_Given exercise_
Copy out the listing that follows exactly, dropping every picture.

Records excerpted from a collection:

.....

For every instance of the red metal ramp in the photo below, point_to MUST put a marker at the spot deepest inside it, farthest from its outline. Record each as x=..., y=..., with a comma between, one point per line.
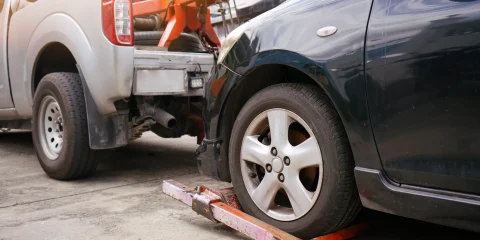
x=221, y=206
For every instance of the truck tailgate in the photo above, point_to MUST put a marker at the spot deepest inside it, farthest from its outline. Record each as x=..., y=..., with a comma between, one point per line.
x=170, y=73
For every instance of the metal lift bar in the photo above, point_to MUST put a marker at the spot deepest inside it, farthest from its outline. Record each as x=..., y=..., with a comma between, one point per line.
x=222, y=206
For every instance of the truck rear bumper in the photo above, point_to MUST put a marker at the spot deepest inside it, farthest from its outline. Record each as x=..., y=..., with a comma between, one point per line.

.....

_Written answer_
For every instance of the red metal ramp in the photo below, point_to MUST put a marker at the spot deepest inside it, farthest from its outline. Record each as x=..., y=..., with a comma between, one point per line.
x=221, y=206
For every instance of the truck tailgate in the photo above, point_to MUST put a marker at the spot deepest inside it, farthest from its outline. Record each as x=..., y=..., with a comma between, one point per line.
x=170, y=73
For every instance of the metal lift bar in the photo above, point_to MUST put a marker at the spot deepest inside it, farthest from its outline. Record each as x=..., y=..., with a comma between, one point per line.
x=222, y=206
For every instance of the truck rear bumper in the photo above, point_to MUST put a marker at the spot deepest inside it, farthest from its outline. Record each as x=..., y=..., with a comma between, one point per line.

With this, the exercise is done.